§ **WHAT THIS EXERCISE ASKS**:
a – Reproduce the passage of the journalism interview starting with "I think that the" and going on through "kind of snippets.".
b – According to the journalism interview, how many sources does a journalist in a good newsroom need before putting anything down?

§ **SELECTION**:
···

I think that the industry is under attack because there’s so much misinformation out there, and it’s so easy to generate that misinformation that spreads like wildfire across social media. Once it’s out there in the media sphere, it’s really hard to rein that back in. So I do think we still need this stopgap, this system of legacy media that — and all media should do this — adheres to ethics and standards but is also able to crunch its content, its long form journalism, into shorter, kind of snippets. 

HPR: To what degree do you see the role of journalism as the ‘fourth branch’ in the checks and balances of governmental systems? 

AS: I think journalists need to play that role of making sure there are checks and balances, especially in terms of government, because we’re not the government. We’re not there to police but to ensure accountability, and I think that’s really, really important.

When you’re in a good newsroom, a journalist knows that you’ve got to have at least three sources before you put anything down. You need to make sure that it’s fact. We do have conversations on background if it’s a higher official. But even then, those stories still have had two other sources attached to them that know the same thing that you’re citing on background. So it’s not just a one-source story.

···

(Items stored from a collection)
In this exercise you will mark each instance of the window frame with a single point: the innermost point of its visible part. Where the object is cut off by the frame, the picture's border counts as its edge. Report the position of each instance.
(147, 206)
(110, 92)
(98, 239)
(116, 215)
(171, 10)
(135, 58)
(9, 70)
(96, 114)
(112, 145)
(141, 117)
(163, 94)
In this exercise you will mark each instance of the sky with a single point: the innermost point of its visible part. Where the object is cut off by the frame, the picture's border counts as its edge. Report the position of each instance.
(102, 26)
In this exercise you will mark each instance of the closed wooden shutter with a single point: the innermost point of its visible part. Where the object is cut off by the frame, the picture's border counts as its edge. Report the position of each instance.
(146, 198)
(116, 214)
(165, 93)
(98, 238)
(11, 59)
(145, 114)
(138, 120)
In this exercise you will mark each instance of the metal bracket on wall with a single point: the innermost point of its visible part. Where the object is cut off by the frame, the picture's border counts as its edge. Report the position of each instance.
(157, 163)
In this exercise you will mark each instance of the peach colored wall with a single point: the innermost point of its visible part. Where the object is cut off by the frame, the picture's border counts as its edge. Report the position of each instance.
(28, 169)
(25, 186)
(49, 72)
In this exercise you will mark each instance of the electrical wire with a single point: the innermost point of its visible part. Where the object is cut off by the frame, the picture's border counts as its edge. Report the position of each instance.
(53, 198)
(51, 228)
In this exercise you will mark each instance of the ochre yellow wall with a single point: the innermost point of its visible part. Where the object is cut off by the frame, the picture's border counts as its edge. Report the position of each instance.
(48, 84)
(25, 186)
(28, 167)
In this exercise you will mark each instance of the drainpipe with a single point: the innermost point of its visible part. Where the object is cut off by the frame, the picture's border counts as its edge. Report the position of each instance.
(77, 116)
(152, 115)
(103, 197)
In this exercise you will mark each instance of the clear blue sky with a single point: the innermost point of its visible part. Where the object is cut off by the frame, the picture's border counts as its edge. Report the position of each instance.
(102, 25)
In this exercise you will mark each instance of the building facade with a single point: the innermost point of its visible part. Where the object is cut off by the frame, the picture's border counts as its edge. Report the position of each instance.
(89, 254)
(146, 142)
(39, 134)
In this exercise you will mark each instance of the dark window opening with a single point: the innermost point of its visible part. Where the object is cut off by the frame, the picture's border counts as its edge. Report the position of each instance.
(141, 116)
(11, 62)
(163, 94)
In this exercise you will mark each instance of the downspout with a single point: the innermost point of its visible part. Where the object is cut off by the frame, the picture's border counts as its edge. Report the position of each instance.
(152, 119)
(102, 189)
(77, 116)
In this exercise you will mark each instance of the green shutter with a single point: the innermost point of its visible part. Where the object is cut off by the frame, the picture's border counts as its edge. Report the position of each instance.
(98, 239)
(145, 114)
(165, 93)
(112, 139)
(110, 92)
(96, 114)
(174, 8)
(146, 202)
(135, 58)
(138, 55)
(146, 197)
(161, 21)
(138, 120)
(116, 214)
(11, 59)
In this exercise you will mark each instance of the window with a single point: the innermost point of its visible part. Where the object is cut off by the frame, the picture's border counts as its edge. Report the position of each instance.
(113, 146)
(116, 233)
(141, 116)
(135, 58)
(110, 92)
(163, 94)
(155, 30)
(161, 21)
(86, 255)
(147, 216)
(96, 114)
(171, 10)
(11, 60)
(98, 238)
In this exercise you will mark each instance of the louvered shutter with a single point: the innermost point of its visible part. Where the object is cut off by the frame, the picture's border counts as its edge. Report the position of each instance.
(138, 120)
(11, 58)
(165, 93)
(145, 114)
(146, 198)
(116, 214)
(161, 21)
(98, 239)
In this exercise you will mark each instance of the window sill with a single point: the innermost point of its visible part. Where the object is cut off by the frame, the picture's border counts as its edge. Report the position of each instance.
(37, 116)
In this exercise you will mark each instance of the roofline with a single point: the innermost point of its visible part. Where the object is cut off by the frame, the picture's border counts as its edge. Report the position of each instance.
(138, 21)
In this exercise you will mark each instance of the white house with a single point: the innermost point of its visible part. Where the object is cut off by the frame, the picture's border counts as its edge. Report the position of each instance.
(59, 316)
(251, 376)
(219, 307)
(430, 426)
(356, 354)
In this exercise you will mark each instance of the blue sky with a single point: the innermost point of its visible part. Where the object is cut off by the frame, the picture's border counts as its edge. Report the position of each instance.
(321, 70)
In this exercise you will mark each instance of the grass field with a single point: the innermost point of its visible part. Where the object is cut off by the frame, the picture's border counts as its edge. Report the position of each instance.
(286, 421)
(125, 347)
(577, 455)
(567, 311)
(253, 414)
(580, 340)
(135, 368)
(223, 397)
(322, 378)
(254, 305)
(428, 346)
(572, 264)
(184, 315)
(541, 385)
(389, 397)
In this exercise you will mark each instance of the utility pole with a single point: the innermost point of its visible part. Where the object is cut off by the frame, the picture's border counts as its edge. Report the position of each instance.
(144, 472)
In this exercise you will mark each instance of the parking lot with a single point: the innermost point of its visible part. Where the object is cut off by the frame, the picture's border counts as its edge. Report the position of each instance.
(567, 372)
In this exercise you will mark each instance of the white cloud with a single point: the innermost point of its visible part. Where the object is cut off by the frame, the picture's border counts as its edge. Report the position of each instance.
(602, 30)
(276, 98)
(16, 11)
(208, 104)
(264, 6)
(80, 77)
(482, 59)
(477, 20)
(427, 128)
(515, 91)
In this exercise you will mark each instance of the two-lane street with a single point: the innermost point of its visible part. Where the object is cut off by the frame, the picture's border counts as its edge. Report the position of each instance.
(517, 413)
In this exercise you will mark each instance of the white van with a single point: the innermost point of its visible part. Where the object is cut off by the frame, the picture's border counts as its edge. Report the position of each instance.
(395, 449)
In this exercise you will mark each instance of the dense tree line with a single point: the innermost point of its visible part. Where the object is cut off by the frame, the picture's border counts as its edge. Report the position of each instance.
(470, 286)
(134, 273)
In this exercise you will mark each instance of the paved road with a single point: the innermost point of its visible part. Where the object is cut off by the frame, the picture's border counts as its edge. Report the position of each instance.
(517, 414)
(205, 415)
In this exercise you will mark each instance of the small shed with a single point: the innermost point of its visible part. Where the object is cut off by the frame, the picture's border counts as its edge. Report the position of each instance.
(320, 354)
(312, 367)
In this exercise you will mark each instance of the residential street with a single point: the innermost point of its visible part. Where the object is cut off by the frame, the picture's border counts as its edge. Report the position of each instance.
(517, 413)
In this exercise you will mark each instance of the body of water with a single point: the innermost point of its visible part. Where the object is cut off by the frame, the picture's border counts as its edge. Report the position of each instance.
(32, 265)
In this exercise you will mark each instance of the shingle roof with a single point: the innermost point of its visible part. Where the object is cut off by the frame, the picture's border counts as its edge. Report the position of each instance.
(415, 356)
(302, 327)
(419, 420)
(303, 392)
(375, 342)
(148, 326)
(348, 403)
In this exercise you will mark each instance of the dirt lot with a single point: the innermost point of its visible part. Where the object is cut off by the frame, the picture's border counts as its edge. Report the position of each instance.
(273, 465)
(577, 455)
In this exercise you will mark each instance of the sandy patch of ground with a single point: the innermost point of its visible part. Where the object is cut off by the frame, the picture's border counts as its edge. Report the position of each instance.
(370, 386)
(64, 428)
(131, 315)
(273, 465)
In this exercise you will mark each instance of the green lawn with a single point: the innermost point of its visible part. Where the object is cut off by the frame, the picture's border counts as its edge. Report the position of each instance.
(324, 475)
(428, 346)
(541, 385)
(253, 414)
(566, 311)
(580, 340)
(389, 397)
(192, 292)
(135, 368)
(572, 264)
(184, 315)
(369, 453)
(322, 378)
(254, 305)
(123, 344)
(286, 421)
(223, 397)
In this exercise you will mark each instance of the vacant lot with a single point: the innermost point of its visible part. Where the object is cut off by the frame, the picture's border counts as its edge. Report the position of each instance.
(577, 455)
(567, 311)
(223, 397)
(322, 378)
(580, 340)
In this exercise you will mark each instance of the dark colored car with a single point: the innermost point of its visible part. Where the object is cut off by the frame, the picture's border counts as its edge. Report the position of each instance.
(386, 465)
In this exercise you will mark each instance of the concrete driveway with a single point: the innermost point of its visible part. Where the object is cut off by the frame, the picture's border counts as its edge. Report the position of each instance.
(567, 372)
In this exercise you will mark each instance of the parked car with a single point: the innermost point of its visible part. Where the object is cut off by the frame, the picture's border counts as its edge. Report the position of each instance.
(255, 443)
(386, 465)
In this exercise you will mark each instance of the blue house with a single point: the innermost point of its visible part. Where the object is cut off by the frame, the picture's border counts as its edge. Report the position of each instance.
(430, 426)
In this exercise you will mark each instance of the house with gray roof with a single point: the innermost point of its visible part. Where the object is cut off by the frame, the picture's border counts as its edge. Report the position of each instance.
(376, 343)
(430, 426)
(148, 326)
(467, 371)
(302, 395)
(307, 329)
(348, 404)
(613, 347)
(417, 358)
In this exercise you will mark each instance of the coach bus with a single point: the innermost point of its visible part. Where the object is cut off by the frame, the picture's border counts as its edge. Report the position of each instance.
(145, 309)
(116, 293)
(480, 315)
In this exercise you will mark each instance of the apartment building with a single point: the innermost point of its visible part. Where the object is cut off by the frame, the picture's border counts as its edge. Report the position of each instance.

···

§ **FINAL ANSWERS**:
a –
I think that the industry is under attack because there’s so much misinformation out there, and it’s so easy to generate that misinformation that spreads like wildfire across social media. Once it’s out there in the media sphere, it’s really hard to rein that back in. So I do think we still need this stopgap, this system of legacy media that — and all media should do this — adheres to ethics and standards but is also able to crunch its content, its long form journalism, into shorter, kind of snippets.

b – At least three sources.